--- START OF Task input ---
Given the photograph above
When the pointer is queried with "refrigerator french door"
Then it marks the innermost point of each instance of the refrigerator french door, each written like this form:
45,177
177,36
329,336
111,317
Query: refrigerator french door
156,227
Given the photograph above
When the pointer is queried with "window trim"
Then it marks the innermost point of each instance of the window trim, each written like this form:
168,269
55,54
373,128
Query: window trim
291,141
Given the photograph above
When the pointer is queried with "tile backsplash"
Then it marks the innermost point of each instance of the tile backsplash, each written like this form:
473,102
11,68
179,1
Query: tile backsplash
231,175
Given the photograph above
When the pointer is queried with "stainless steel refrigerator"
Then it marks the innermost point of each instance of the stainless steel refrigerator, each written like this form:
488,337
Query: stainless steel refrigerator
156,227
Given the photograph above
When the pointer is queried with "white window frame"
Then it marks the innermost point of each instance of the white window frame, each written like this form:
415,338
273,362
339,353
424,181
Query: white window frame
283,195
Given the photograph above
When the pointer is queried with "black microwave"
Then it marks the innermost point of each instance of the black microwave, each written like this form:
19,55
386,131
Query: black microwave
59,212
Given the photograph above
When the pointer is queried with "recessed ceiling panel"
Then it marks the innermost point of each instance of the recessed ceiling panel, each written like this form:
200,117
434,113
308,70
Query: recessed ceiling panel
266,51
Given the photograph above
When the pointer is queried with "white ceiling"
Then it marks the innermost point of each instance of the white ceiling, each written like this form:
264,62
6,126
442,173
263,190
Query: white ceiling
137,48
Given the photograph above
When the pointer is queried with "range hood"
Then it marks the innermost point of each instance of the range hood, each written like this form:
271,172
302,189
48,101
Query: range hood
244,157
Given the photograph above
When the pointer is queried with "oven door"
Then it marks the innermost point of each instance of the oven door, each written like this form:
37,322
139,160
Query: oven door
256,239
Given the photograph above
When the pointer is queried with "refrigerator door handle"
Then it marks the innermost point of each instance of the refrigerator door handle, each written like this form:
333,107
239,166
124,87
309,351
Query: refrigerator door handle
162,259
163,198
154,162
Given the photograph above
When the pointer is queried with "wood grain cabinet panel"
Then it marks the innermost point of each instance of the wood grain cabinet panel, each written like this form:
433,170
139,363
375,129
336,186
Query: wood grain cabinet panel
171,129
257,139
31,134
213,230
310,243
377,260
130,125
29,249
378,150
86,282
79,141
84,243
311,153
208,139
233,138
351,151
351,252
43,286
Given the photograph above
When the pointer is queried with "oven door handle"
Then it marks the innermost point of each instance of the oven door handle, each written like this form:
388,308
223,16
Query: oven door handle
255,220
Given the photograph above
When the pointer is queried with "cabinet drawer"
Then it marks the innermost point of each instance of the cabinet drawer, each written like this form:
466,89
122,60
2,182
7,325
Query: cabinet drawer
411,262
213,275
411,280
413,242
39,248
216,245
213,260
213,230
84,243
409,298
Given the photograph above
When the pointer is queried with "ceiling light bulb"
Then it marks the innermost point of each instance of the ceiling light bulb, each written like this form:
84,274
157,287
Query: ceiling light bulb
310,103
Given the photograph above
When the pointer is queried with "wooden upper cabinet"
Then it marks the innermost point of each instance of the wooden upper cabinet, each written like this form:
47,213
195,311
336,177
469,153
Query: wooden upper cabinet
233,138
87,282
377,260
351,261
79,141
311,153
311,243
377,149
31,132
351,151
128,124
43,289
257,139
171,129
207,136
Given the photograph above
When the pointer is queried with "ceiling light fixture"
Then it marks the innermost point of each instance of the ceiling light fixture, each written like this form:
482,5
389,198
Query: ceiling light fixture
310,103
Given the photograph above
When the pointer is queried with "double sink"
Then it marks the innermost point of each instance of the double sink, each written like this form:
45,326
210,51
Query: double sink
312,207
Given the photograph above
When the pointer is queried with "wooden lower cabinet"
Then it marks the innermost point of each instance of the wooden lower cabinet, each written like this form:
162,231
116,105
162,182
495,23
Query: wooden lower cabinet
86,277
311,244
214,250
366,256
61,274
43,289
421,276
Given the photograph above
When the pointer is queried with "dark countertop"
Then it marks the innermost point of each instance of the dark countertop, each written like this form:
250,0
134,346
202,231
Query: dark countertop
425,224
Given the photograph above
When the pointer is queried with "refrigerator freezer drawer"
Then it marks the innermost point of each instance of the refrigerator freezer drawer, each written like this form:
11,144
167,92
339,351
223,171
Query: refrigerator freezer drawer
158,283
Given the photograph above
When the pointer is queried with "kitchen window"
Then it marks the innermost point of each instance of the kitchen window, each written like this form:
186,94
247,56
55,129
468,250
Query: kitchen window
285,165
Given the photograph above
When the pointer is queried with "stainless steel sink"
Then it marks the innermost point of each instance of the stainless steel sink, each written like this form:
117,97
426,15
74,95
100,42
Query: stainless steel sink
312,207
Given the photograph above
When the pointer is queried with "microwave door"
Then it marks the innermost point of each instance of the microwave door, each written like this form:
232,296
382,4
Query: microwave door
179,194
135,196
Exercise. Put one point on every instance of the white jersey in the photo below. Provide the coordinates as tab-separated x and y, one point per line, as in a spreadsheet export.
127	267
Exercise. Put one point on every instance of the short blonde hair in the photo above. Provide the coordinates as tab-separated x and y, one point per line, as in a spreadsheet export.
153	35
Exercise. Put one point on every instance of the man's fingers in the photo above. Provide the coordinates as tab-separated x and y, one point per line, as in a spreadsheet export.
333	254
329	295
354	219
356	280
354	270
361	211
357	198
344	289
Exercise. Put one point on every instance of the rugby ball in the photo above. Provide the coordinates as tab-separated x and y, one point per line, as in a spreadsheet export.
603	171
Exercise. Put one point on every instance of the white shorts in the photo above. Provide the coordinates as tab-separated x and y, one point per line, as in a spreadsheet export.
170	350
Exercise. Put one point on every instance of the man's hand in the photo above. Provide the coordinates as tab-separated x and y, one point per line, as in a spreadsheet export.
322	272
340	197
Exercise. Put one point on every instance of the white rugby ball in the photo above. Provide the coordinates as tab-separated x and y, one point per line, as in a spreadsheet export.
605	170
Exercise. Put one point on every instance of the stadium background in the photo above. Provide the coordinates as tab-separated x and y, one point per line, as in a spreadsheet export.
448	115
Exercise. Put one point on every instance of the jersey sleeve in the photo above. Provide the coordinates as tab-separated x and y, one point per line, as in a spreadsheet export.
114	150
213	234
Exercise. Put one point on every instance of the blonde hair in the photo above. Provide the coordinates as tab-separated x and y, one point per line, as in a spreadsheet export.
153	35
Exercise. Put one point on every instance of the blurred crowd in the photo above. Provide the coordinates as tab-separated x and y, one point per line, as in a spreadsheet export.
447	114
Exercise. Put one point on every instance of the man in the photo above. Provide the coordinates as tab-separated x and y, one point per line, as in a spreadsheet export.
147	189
--- END OF Task input ---
--- START OF Task input ---
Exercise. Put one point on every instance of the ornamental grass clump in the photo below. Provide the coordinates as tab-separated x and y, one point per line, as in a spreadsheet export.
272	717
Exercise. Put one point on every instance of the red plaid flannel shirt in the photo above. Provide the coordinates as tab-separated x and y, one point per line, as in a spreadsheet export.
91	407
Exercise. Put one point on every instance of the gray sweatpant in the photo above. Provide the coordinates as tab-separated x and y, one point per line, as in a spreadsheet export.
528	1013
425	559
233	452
--- END OF Task input ---
# Short problem:
How many lines in the items above contain the string "rugby"? Case matters; reply with the number only.

# Exercise response:
2